### Excerpt to read
Steve Harshbarger (CEO and President)
Thank you. You got it, Bill.
OPERATOR
Thank you. And our next question comes from David McGinnis, a private investor. Please go ahead.
David McGinnis (Private Investor)
Yes, it's great that every quarter there's more terrific news on Sono-Tek. I am disappointed in the lack, the minimal use of the stock buyback program that stocks go up on earnings per share beats. And when you're just trying to get a penny above expectations, one way to do that is reduce the number of shares. And for many months the stock was down at the value of in the low $4. So this would have been a great investment. What are your thoughts?
Steve Harshbarger (CEO and President)
Yeah, it's a reasonable question, Dave. You know, and it is something that we bring about the Board of Directors (BOD) level quite often about what is the right timing to do stock buybacks. I know we do have a relatively significant amount of cash on hand and we bought back a relatively small amount of stock to date. It continues to be something we look at closely. You know, most of the potential acquisition opportunities we're looking at are not cheap. So we have had the ability to look at them quite aggressively and to make short term moves if we needed to. And tell you, having that cash on hand also gives us a lot of flexibility to make strategic moves aggressively when we see the right opportunity arise. And the opportunities are more plentiful now and but higher cost I should note than what they've been historically for us. And that's just because our overall model is becoming larger by scale. So you know, we most certainly will continue to look at that. I wouldn't be surprised if that number for the buyback starts to change of where the Board of Directors (BOD) is guidance for. But it's something we're going to continue to be looking at and evaluating of what's the right timing there for sure.

### Source material
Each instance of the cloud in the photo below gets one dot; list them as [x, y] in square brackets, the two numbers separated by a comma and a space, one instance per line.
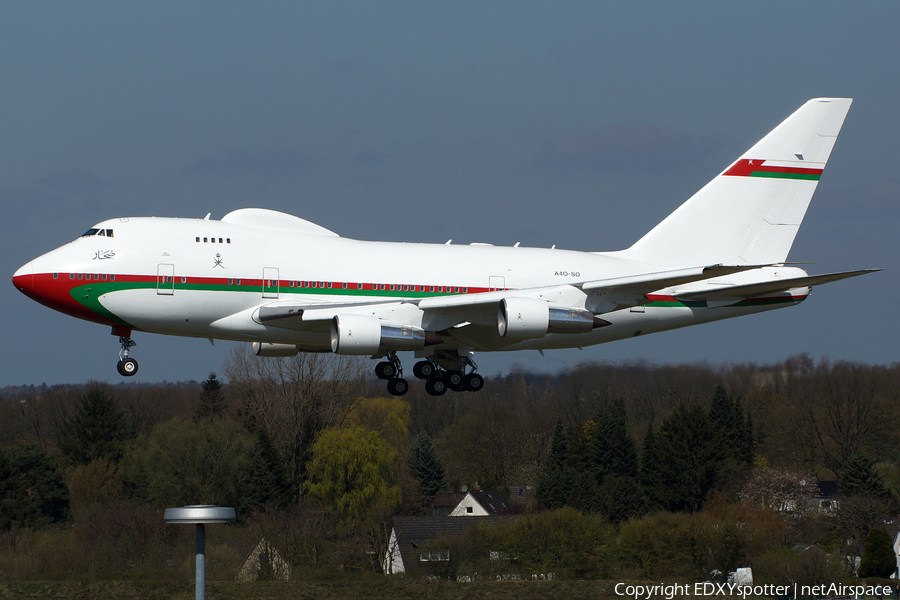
[268, 164]
[631, 148]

### Exercise A
In the earnings call transcript, retype the stretch from "Thank you. You" through "McGinnis (Private Investor)".
### Exercise B
List every distinct speaker label in the earnings call transcript, once each, as the label appears.

### Task result A
Thank you. You got it, Bill.
OPERATOR
Thank you. And our next question comes from David McGinnis, a private investor. Please go ahead.
David McGinnis (Private Investor)

### Task result B
Steve Harshbarger (CEO and President)
OPERATOR
David McGinnis (Private Investor)